── SOURCE ──
Cost Metrics Aggregator

The Cost Metrics Aggregator is a Go-based application for collecting and aggregating cost-related metrics from Kubernetes clusters, focusing on node vCPU utilization and pod CPU usage for subscription purposes. It stores data in a PostgreSQL database with partitioned tables for efficient time-series management. The application is deployed on OpenShift with automated image builds via Quay.io and supports local development with Podman.

Features

Collects node metrics (e.g., core count) and pod metrics (e.g., CPU usage and request seconds) from clusters.
Stores data in PostgreSQL with UUID-based identifiers and range-partitioned tables for time-series data.
Aggregates daily node and pod metrics for efficient querying (e.g., total hours and effective core seconds).
Manages database partitions with automated creation and deletion via OpenShift CronJobs.
Provides RESTful API endpoints to upload metrics and query node and pod data.
Deploys on OpenShift with a dedicated PostgreSQL instance and secrets.
Supports local development with Podman and podman-compose for testing and debugging.
Provides scripts for offline setup & installation

Prerequisites

OpenShift Deployment:
- OpenShift cluster (v4.x) with admin access.
- Quay.io account with permissions to push to quay.io/almacdon/cost-metrics-aggregator.
- GitHub repository (aptmac/cost-metrics-aggregator) with push access.
- kubectl installed locally.
Local Development:
- Go 1.20 or higher.
- Podman and podman-compose installed.
- make for using the Makefile.
- A storage class (e.g., standard) available in OpenShift for PostgreSQL persistence (if deploying locally with OpenShift).

Repository Structure

.
├── Containerfile              # Container build configuration
├── Makefile                   # Build, test, and deployment tasks
├── podman-compose.yaml        # Local development services (app, database)
───
PARTS OF THE EXERCISE:
- a) Write out the stretch of the Cost Metrics Aggregator README from "- A storage" through "services (app, database)".
- b) List every prerequisite that the Cost Metrics Aggregator README gives under "OpenShift Deployment:".
- c) Extend the Cost Metrics Aggregator README, starting after its final line.
── GIVEN DATA ──
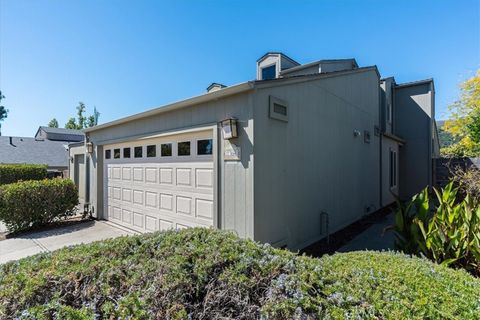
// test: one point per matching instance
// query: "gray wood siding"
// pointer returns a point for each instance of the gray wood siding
───
RESPONSES IN ORDER:
- a)
- A storage class (e.g., standard) available in OpenShift for PostgreSQL persistence (if deploying locally with OpenShift).

Repository Structure

.
├── Containerfile              # Container build configuration
├── Makefile                   # Build, test, and deployment tasks
├── podman-compose.yaml        # Local development services (app, database)

- b)
- OpenShift cluster (v4.x) with admin access.
- Quay.io account with permissions to push to quay.io/almacdon/cost-metrics-aggregator.
- GitHub repository (aptmac/cost-metrics-aggregator) with push access.
- kubectl installed locally.

- c)
├── go.mod                     # Go module dependencies
├── install.sh                 # Online installation script
├── api/
│   ├── handlers/              # API request handlers
│   │   ├── query.go
│   │   ├── sources.go
│   │   └── upload.go
│   ├── router.go              # API router
│   └── router_test.go
├── cmd/
│   └── server/
│       └── main.go            # Application entry point
├── internal/
│   ├── config/                # Server configuration
│   │   ├── config.go
│   │   └── config_test.go
│   ├── db/                    # Database layer
│   │   ├── repository.go
│   │   ├── repository_test.go
│   │   ├── testutils/
│   │   │   └── setup.go
│   │   └── migrations/        # SQL migrations
│   │       ├── 0001_init.up.sql
│   │       └── 0001_init.down.sql
│   └── processor/             # CSV processing logic
│       ├── csv_processor.go
│       ├── csv_processor_test.go
│       ├── tar_processor.go
│       ├── tar_processor_test.go
│       └── testutils/
│           └── setup.go
├── scripts/                   # Utility scripts
│   ├── generate-ssl-certs.sh  # SSL certificate generation
│   ├── reset_db.sh            # Database reset utility
│   ├── create/                # Partition creation script
│   │   └── main.go
│   ├── drop/                  # Partition deletion script
│   │   └── main.go
│   └── generate_test_upload/  # Test data generation
│       └── main.go
├── grafana/                   # Grafana Helm deployment
│   ├── grafana-values.yml     # Helm values for Grafana
│   ├── install-grafana.sh     # Grafana installation script
│   └── README.md
├── observability/             # Long-term metrics storage stack
│   ├── dashboard.json         # Grafana dashboard for cost metrics
│   ├── install.sh             # Installation script
│   ├── install-seaweedfs.sh   # SeaweedFS-specific installation
│   ├── README.md              # Observability stack documentation
│   ├── RESOURCES.md           # Resource requirements
│   ├── RESOURCES-SEAWEEDFS.md # SeaweedFS resource details
│   └── manifests/
│       ├── base/              # Base resources (namespace, storage)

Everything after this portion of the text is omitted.